◆ Texte proposé ◆
* * *
De manière générale, des frais provisoires peuvent être ordonnés afin de couvrir les dépenses raisonnables, dont les honoraires professionnels d’avocats, occasionnées par le recours en redressement pour abus. La LCSA et la LSAQ prévoient que le tribunal pourra ordonner à la société ou à sa filiale de verser au plaignant des frais provisoires.

Dans un jugement rendu en 2014 par la Cour d'appel6 et faisant toujours jurisprudence, l’honorable juge Gascon a réitéré les conditions d’octroi des frais provisoires établies préalablement par la Cour suprême. Plus particulièrement, il a statué sur l’importance de l’impossibilité pour la partie demandant les frais provisoires d’être en mesure de poursuivre sa demande sans l’octroi de ces derniers, sur le fondement raisonnable de la demande en question et sur l’intérêt public à ce que le litige soit résolu. Des conditions supplémentaires s’appliquent lorsque le recours est intenté sous la LCSA. Cette dernière stipule que le requérant doit faire une preuve solide à première vue et que ses difficultés financières doivent être reliées aux actes d’oppression allégués de la société.

La LSAQ facilite, quant à elle, l’obtention des frais provisoires du plaignant puisque la loi n’exige pas que les difficultés financières du plaignant découlent des actes d’oppression allégués de l’intimé. Il suffit que la situation financière de la société prétendument fautive permette l’octroi de tels frais, que la demande paraisse raisonnablement fondée et que la situation financière du plaignant soit telle que sans ces frais, sa demande ne pourrait être présentée ou maintenue.
* * *
◆ Données extraites ◆
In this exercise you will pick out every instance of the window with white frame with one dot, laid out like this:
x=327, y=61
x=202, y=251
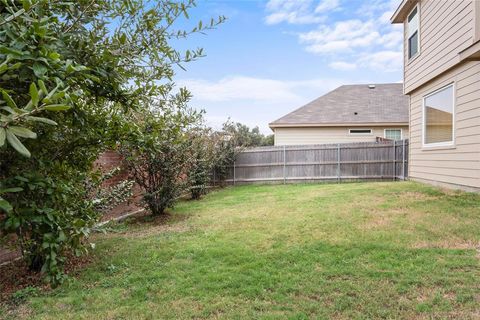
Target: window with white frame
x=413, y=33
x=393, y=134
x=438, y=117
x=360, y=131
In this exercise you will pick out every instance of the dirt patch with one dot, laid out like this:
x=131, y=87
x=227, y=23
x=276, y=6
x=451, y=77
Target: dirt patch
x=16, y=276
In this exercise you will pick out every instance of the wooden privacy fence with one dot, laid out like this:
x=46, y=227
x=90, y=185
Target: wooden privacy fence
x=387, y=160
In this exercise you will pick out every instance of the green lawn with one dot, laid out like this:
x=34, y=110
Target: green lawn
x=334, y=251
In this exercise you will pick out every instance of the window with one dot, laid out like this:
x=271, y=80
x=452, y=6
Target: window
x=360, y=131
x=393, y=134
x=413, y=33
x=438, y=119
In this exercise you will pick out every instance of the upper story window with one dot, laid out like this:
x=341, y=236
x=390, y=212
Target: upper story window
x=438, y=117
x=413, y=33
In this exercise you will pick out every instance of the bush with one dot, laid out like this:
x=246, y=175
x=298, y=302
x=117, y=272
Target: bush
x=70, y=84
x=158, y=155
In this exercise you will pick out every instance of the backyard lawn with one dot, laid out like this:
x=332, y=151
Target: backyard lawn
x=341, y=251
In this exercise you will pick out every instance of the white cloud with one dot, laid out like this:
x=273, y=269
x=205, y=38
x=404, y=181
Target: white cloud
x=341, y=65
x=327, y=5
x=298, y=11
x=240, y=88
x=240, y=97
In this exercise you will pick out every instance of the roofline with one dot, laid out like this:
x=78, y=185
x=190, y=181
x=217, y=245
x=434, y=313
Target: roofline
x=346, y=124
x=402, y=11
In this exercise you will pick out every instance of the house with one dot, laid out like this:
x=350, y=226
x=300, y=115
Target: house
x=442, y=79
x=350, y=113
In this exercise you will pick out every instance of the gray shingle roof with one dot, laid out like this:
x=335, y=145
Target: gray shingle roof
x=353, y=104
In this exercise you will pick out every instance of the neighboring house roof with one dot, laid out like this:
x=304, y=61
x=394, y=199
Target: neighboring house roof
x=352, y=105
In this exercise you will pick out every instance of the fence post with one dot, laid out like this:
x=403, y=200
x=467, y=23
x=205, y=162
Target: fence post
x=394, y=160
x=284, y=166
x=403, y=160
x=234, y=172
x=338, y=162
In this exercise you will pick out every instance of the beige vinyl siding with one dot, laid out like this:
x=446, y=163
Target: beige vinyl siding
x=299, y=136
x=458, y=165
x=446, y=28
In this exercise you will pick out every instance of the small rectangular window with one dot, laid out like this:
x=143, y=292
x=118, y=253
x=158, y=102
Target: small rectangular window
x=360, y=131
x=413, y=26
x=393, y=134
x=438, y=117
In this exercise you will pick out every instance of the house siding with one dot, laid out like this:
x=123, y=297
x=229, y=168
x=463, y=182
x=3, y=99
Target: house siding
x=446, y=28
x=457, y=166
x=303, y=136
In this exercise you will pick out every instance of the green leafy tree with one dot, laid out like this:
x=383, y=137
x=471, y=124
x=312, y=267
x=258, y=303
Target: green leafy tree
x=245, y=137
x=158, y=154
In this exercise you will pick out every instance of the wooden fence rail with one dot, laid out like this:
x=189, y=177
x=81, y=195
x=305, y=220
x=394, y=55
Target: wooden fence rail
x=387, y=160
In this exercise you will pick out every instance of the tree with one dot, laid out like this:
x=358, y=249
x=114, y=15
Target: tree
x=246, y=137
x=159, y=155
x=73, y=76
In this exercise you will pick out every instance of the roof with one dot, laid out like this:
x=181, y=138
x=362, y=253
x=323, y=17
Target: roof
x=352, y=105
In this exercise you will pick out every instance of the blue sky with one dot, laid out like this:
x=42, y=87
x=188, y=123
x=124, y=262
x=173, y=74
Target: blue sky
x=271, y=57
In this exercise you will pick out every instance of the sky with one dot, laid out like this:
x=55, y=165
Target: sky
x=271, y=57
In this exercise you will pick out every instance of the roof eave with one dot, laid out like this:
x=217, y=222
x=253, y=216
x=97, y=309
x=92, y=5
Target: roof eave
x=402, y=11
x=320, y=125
* * *
◆ Exercices ◆
1. Répondez aux questions suivantes à partir du texte sur les frais provisoires.
(a) Selon la LCSA et la LSAQ, à qui le tribunal peut-il ordonner de verser des frais provisoires au plaignant ?
(b) En quelle année la Cour d'appel a-t-elle rendu le jugement dans lequel le juge Gascon a réitéré les conditions d'octroi ?
(c) Quelle exigence relative aux difficultés financières du plaignant la LSAQ n'impose-t-elle pas ?
2. Reproduisez le passage du texte sur les frais provisoires qui commence par « Dans un jugement » et se poursuit jusqu'à « de la société. ».

◆ Corrigé des exercices ◆
1.
(a) À la société ou à sa filiale.
(b) En 2014.
(c) Elle n'exige pas que les difficultés financières du plaignant découlent des actes d'oppression allégués de l'intimé.

2.
Dans un jugement rendu en 2014 par la Cour d'appel6 et faisant toujours jurisprudence, l’honorable juge Gascon a réitéré les conditions d’octroi des frais provisoires établies préalablement par la Cour suprême. Plus particulièrement, il a statué sur l’importance de l’impossibilité pour la partie demandant les frais provisoires d’être en mesure de poursuivre sa demande sans l’octroi de ces derniers, sur le fondement raisonnable de la demande en question et sur l’intérêt public à ce que le litige soit résolu. Des conditions supplémentaires s’appliquent lorsque le recours est intenté sous la LCSA. Cette dernière stipule que le requérant doit faire une preuve solide à première vue et que ses difficultés financières doivent être reliées aux actes d’oppression allégués de la société.